_The task:_
Go through the material and copy each line in which the word "tail" shows up.

_The data:_
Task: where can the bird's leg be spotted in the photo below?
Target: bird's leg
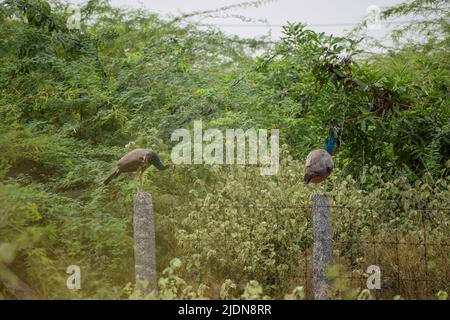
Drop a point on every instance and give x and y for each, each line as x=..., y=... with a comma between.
x=136, y=178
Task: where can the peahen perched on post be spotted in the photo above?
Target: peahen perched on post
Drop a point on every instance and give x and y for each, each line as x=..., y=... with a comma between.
x=319, y=162
x=138, y=161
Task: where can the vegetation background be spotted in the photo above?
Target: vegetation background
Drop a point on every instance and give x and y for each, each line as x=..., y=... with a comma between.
x=74, y=101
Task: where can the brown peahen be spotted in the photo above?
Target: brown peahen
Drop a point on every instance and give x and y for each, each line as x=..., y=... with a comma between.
x=319, y=163
x=138, y=161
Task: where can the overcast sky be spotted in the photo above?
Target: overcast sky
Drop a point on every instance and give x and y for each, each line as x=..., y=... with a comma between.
x=329, y=16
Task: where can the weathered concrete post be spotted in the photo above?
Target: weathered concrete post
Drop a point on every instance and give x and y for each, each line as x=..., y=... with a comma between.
x=144, y=238
x=322, y=246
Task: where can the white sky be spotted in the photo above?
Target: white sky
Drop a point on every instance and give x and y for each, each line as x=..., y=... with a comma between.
x=315, y=12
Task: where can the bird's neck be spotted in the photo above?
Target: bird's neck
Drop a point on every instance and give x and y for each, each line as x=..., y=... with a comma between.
x=330, y=145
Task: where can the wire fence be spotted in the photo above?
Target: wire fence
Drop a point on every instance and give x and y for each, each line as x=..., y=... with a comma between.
x=411, y=246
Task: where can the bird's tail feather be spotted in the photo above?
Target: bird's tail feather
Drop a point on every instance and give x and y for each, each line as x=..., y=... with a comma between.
x=157, y=163
x=112, y=176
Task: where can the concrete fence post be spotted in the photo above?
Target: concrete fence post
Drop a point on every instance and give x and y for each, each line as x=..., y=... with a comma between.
x=144, y=237
x=322, y=246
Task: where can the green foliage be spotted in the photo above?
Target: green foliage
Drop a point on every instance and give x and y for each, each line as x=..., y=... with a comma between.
x=73, y=101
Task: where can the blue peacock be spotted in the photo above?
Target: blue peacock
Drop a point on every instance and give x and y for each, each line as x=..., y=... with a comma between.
x=319, y=162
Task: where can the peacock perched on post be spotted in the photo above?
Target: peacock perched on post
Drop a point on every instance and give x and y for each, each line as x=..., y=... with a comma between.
x=138, y=161
x=319, y=162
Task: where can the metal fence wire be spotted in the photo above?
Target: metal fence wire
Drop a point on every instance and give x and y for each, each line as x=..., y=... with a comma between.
x=410, y=245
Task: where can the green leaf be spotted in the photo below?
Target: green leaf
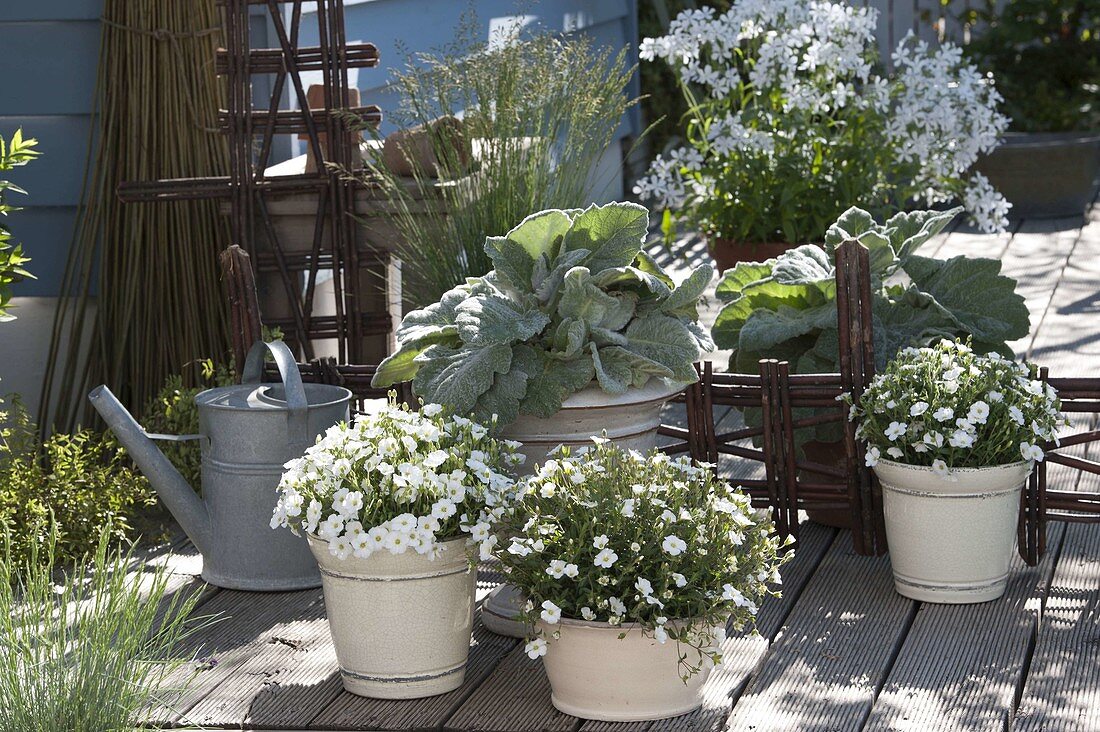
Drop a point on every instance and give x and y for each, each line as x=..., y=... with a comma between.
x=912, y=229
x=582, y=299
x=613, y=233
x=540, y=233
x=766, y=329
x=618, y=369
x=398, y=367
x=980, y=299
x=458, y=378
x=550, y=382
x=735, y=281
x=433, y=323
x=663, y=340
x=490, y=319
x=684, y=298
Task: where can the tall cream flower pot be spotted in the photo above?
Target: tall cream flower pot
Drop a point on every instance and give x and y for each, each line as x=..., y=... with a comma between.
x=630, y=421
x=595, y=675
x=950, y=537
x=400, y=623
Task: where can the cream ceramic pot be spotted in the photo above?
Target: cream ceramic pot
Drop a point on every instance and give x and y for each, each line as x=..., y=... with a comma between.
x=595, y=675
x=400, y=623
x=950, y=538
x=630, y=421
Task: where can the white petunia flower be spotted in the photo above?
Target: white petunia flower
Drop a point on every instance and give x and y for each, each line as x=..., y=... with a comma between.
x=673, y=545
x=536, y=648
x=605, y=558
x=551, y=613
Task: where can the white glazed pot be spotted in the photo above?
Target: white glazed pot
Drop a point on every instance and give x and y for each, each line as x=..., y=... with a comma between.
x=950, y=538
x=630, y=421
x=400, y=623
x=595, y=675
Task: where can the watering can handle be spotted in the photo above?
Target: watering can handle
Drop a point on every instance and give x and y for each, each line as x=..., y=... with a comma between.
x=297, y=405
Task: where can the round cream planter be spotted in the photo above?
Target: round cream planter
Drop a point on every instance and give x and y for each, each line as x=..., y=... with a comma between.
x=400, y=623
x=950, y=538
x=595, y=675
x=630, y=421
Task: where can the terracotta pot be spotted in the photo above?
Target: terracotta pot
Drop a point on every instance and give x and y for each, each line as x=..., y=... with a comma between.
x=950, y=537
x=832, y=455
x=630, y=421
x=595, y=675
x=728, y=253
x=1044, y=174
x=400, y=623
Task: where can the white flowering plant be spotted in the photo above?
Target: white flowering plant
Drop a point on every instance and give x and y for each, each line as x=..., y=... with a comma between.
x=615, y=536
x=399, y=480
x=790, y=122
x=947, y=406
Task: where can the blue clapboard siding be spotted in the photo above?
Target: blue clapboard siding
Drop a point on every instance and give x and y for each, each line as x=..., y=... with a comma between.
x=402, y=26
x=50, y=57
x=47, y=66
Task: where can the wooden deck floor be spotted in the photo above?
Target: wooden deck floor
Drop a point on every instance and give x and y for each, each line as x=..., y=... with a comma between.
x=840, y=651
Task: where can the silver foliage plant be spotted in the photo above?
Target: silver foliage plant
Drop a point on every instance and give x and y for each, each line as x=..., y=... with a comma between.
x=572, y=298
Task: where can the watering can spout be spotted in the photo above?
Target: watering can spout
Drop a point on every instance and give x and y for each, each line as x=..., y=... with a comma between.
x=180, y=499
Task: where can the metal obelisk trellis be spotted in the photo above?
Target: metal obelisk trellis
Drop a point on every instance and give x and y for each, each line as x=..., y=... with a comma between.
x=293, y=266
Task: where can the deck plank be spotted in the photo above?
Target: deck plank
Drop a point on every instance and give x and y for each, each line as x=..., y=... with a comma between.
x=349, y=711
x=1063, y=688
x=823, y=670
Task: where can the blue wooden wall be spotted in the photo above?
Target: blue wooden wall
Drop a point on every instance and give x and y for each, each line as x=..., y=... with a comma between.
x=48, y=57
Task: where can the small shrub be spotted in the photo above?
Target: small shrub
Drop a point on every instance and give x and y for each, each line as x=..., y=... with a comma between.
x=88, y=647
x=84, y=480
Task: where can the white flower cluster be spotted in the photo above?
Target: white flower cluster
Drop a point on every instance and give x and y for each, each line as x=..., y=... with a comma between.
x=615, y=536
x=946, y=406
x=399, y=480
x=783, y=76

_Response:_
Task: where can the bird's tail feather be spotted in the photo above?
Target: bird's tail feather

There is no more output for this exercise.